## Actions to take
a) Write out the part of the John Fryer biography that opens with the words containing "Psychiatrist and gay" and closes with "in his honor.".
b) According to the John Fryer biography, what pseudonym did Fryer use when addressing the 1972 American Psychiatric Association conference?
c) Proceed with the John Fryer biography from where it stops.

## Text segment
-*-

Psychiatrist and gay activist (1937–2003)

John Ercel Fryer (November 7, 1937 – February 21, 2003) was a prominent American psychiatrist and advocate for gay rights. He is most notably remembered for his impactful speech, delivered anonymously at the 1972 American Psychiatric Association (APA) annual conference. Fryer addressed the conference under the pseudonym Dr. Henry Anonymous, catalyzing the movement to remove homosexuality as a classified mental illness from the APA Diagnostic and Statistical Manual of Mental Disorders. In recognition of his significant contributions, the APA established the "John E. Fryer, M.D., Award" in his honor.

-*-

## Information provided
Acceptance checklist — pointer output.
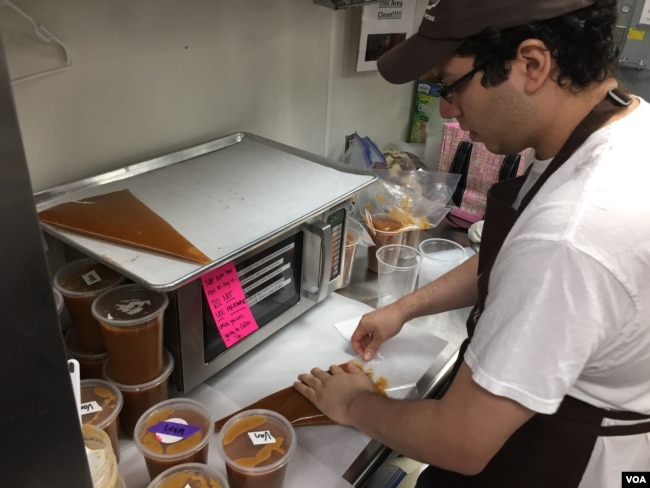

-*-

## Task answers
a)
Psychiatrist and gay activist (1937–2003)

John Ercel Fryer (November 7, 1937 – February 21, 2003) was a prominent American psychiatrist and advocate for gay rights. He is most notably remembered for his impactful speech, delivered anonymously at the 1972 American Psychiatric Association (APA) annual conference. Fryer addressed the conference under the pseudonym Dr. Henry Anonymous, catalyzing the movement to remove homosexuality as a classified mental illness from the APA Diagnostic and Statistical Manual of Mental Disorders. In recognition of his significant contributions, the APA established the "John E. Fryer, M.D., Award" in his honor.

b) Dr. Henry Anonymous

c)
== Early life ==
Fryer was born in Winchester, Kentucky, to Katherine Zempter Fryer and Ercel Ray Fryer. Displaying remarkable academic prowess, he was already attending second grade by the age of five. Graduating from high school at the age of 15, he swiftly earned a bachelor's degree from Transylvania University in Lexington, Kentucky, where he was an active member of the Phi Kappa Tau fraternity. In 1962, he attained his medical degree from Vanderbilt University in Nashville, Tennessee, followed by a medical internship at Ohio State University. His psychiatric residency commenced at the Menninger Foundation in Topeka, Kansas, but he withdrew from it upon the advice of a psychoanalyst due to depressions, likely stemming from the need to conceal his homosexuality. He later criticized the Menninger Foundation for its considerable homophobia. Relocating to Philadelphia, he pursued a residency at the University of Pennsylvania, but faced discrimination due to his sexual orientation, leading him to complete his residency at Norristown State Hospital in 1967.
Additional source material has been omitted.